# [SET EXERCISE 1]
Reproduce word for word the part of the listing that opens with the line containing "task | put one marker on every instance of the windowsill" and closes with the line containing "x=146 y=206".

# [SOURCE TEXT]
——

468 posts in 1126 days


04-03-2014 10:32 PM

Topic tags/keywords: jointer parallelism grizzly

Hey everyone, I’m just about at my wits end here. When I got this jointer over a year ago (almost two years ago now) I was not very good with machine setup and had no idea what I was doing. On top of that, at that point in my very young woodworking hobby, “close enough” was good enough for me. As I’ve matured as a woodworker I’ve started to dial in my machinery more consistently and “close enough” is just not good enough anymore. On my last project after jointing I noticed I didn’t have perfectly square edges so I wanted to do something about it finally this week that I’m on vacation from work.

I took my jointer apart down to the point where I can adjust the parallelism in the beds and did everything according to the instructions. the outfeed table is pretty much dead parallel to the cutterhead as confirmed by my Veritas steel straight edge (never been dropped or anything like that, I take great care of it so I know it’s accurate). I then proceeded to do the infeed table as it pertains to the outfeed table (again, as per the directions) and here is where my problem is (and pretty visible). No matter how much I adjust the eccentric bushings of this parallelogram jointer I can’t seem to get this level. At the cutterhead the infeed table touches the straight edge but the further away you get from the cutterhead it starts to dip down. I’ve check that the table is indeed flat and as far as I could tell it really is. I can’t for the life of me figure out why, when adjusting the bushings, I can only come about close enough to the point where I can still visibly see a space between the straight edge and the table (I didn’t bother with feeler gauges because I could physically see the space pretty easily).

——

# [INFORMATION SHOWN]
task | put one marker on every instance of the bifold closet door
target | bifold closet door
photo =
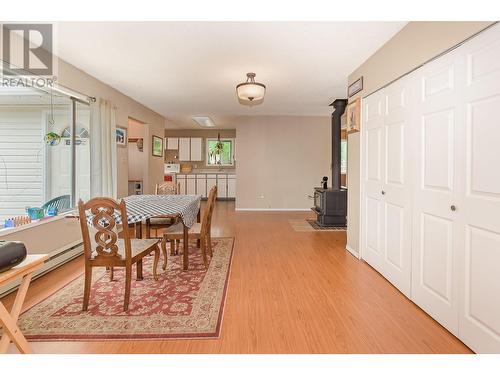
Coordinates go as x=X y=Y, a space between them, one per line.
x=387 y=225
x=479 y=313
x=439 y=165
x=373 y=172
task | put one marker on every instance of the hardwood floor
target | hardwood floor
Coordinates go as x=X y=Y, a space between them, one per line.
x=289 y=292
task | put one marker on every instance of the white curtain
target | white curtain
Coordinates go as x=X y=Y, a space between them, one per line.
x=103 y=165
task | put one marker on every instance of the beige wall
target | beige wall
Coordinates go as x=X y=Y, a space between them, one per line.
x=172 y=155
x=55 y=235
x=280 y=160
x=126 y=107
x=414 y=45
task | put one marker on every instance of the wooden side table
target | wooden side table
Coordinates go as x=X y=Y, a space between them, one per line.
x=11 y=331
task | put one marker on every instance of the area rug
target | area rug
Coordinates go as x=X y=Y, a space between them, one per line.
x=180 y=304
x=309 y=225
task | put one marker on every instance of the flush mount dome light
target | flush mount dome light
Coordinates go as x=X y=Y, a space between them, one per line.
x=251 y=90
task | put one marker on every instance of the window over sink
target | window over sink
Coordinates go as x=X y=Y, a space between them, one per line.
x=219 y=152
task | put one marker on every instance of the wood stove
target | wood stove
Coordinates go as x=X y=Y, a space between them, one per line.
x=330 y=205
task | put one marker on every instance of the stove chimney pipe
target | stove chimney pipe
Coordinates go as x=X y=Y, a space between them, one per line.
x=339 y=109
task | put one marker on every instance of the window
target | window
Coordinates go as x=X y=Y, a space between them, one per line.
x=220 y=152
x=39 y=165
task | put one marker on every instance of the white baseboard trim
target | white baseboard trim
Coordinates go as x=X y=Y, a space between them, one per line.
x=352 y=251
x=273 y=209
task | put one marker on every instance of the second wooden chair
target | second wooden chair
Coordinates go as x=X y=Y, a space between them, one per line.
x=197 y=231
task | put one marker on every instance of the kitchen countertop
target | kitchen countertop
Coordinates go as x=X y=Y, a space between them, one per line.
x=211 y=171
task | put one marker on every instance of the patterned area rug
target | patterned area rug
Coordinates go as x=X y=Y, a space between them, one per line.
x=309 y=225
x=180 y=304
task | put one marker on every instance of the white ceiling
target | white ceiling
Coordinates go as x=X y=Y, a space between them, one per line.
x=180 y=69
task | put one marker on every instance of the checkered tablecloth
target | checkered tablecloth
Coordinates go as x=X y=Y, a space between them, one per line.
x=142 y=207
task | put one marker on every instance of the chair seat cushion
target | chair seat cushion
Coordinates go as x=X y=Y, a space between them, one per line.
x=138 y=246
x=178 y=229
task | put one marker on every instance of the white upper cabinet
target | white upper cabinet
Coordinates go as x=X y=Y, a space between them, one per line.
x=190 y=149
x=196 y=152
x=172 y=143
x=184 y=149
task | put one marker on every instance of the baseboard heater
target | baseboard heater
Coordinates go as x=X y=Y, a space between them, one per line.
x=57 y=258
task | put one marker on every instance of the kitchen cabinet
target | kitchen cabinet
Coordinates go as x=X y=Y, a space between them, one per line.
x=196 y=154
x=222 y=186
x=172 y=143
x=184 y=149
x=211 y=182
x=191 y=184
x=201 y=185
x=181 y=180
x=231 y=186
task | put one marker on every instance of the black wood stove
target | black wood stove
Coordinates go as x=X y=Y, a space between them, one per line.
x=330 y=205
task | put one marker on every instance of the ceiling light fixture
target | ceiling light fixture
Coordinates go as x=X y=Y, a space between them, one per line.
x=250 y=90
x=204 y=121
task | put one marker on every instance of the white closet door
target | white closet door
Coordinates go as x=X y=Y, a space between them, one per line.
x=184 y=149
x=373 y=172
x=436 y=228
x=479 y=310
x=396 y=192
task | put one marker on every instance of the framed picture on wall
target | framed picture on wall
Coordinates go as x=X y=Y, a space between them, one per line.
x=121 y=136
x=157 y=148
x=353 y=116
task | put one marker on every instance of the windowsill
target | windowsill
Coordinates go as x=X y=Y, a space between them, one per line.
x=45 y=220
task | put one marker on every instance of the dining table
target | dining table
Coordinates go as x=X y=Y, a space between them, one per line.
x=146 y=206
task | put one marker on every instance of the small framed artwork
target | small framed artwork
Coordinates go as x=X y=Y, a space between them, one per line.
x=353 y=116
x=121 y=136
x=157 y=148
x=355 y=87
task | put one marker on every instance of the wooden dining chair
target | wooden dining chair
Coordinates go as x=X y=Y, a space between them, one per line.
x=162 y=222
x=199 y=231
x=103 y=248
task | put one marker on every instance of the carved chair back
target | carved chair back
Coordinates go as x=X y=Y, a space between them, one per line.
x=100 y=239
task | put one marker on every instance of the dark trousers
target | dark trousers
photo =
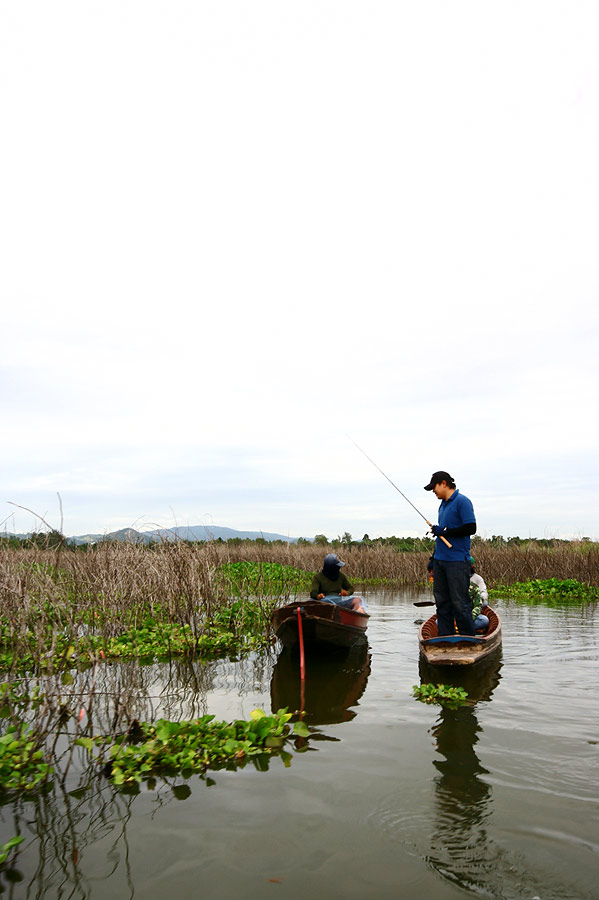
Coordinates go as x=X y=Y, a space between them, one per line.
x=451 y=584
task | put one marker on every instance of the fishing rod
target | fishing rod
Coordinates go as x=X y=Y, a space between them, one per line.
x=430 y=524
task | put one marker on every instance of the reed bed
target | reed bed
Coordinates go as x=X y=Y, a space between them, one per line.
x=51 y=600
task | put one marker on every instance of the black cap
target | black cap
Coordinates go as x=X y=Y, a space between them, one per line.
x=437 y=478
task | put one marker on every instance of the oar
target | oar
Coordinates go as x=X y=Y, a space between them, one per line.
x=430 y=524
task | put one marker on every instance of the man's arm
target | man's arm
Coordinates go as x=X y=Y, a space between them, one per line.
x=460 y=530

——

# [SET EXERCISE 2]
From the post about the jointer, quote the part that opens with the words containing "04-03-2014 10:32 PM" and closes with "vacation from work.".

# [RIGHT ANSWER 1]
task | put one marker on every instance of the windowsill
target | windowsill
Coordinates go as x=X y=Y, a space between them, one per line.
x=45 y=220
task | put one marker on every instance of the dining table
target | dining table
Coordinates go as x=X y=Y, a space between them, one per line.
x=146 y=206

# [RIGHT ANSWER 2]
04-03-2014 10:32 PM

Topic tags/keywords: jointer parallelism grizzly

Hey everyone, I’m just about at my wits end here. When I got this jointer over a year ago (almost two years ago now) I was not very good with machine setup and had no idea what I was doing. On top of that, at that point in my very young woodworking hobby, “close enough” was good enough for me. As I’ve matured as a woodworker I’ve started to dial in my machinery more consistently and “close enough” is just not good enough anymore. On my last project after jointing I noticed I didn’t have perfectly square edges so I wanted to do something about it finally this week that I’m on vacation from work.